*Texte fourni*:
========================================================================

A l´état des connaissances actuelles, l´infection chez l´homme résulte le plus souvent, d´un contact avec du sang ou d´autres fluides ou tissus organiques ou lors de l´abattage, la plumée et la découpe d´animaux infectés ou encore, par ingestion de lait ou de viande. Des infections humaines ont également été observées à la suite de piqûres de moustiques, principalement les vecteurs du genre Aedes, il n´existe aucune transmission interhumaine du virus de la FVR [1,2,7,8]. Pour la première fois, un cas humain de FVR survient dans la région de Ziguinchor. Pourtant cette partie du Sénégal était jusque-là épargnée par la maladie. L´approche « une seule santé » qui prône la synergie d´effort de plusieurs disciplines travaillant pour optimiser la santé des personnes, des animaux et de l´environnement n´est pas à tous les coups mise en œuvre dans des situations pareilles. Dans une démarche collaborative, une équipe d´investigation conjointe de la santé humaine et animale a mené en février 2018 une enquête pour mesurer l´ampleur et la gravité du problème et étudier les facteurs favorisant de l´épidémie afin de mettre en œuvre des mesures de prévention.

 

 

Méthodes Up    Down

Cade d´étude : nous avons réalisé l´étude dans la région de Ziguinchor qui se situe au Sud-Ouest du Sénégal et est limitée à l´Est par la Région de Sédhiou, à l´Ouest par l´Océan Atlantique, au Nord par la République de Gambie et au Sud par la République de Guinée-Bissau. Elle est divisée en 3 départements: Ziguinchor, Oussouye et Bignona et s´étend sur une superficie de 7 332 km², soit 4% du territoire national. La population de la région de Ziguinchor est estimée à 641 254 habitants en 2018. Cette position, qui en fait une région frontalière à deux pays, lui confère un potentiel géostratégique énorme, mais aussi une vulnérabilité vis-à-vis de la fièvre de la vallée du Rift, car étant un carrefour commercial de bétail et un point de départ et d´arrivée de flux migratoire important de population vers l´intérieur du pays et la sous-région.

========================================================================

*Lignes fournies*:

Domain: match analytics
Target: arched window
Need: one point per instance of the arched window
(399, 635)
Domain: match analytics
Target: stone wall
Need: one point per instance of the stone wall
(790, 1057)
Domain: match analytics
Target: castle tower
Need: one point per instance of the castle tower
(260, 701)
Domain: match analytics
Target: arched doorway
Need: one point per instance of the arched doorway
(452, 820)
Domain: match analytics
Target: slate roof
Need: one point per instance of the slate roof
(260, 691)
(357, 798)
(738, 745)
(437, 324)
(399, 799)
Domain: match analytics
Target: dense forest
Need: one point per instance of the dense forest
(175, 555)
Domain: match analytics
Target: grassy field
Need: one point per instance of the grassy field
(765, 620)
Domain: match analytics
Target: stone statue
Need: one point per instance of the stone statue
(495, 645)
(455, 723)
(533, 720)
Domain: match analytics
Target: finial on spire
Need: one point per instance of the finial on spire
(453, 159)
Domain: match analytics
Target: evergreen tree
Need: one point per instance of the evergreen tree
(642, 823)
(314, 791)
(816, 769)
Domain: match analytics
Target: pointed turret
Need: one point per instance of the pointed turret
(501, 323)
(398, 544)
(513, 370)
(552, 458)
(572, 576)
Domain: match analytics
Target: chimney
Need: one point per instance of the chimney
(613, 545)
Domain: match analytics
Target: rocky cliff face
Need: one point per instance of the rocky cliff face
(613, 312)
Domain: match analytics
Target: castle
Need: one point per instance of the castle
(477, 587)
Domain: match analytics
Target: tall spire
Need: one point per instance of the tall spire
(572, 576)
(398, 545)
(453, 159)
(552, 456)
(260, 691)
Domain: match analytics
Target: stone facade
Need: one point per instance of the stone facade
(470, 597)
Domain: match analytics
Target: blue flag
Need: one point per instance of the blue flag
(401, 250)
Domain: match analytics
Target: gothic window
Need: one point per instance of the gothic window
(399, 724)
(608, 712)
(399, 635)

========================================================================

*Questions de compréhension*:
a) Selon le texte fourni, à combien la population de la région de Ziguinchor est-elle estimée en 2018 ?
b) Indiquez si chacune des affirmations suivantes concorde avec le texte fourni, en répondant par oui ou par non et en citant les mots décisifs du texte : (i) le virus de la FVR se transmet d'une personne à une autre ; (ii) l'équipe d'investigation conjointe a mené son enquête en février 2018 ; (iii) la région de Ziguinchor compte quatre départements.
c) Reproduisez sans modification le passage du texte fourni qui commence par « Cade d´étude : nous » et se termine par « et la sous-région. ».
Répondez en vous fondant uniquement sur le texte fourni.

*Réponses par point*:
a) Elle est estimée à 641 254 habitants.

b)
(i) Non : « il n´existe aucune transmission interhumaine du virus de la FVR ».
(ii) Oui : « a mené en février 2018 une enquête ».
(iii) Non : « Elle est divisée en 3 départements: Ziguinchor, Oussouye et Bignona ».

c)
Cade d´étude : nous avons réalisé l´étude dans la région de Ziguinchor qui se situe au Sud-Ouest du Sénégal et est limitée à l´Est par la Région de Sédhiou, à l´Ouest par l´Océan Atlantique, au Nord par la République de Gambie et au Sud par la République de Guinée-Bissau. Elle est divisée en 3 départements: Ziguinchor, Oussouye et Bignona et s´étend sur une superficie de 7 332 km², soit 4% du territoire national. La population de la région de Ziguinchor est estimée à 641 254 habitants en 2018. Cette position, qui en fait une région frontalière à deux pays, lui confère un potentiel géostratégique énorme, mais aussi une vulnérabilité vis-à-vis de la fièvre de la vallée du Rift, car étant un carrefour commercial de bétail et un point de départ et d´arrivée de flux migratoire important de population vers l´intérieur du pays et la sous-région.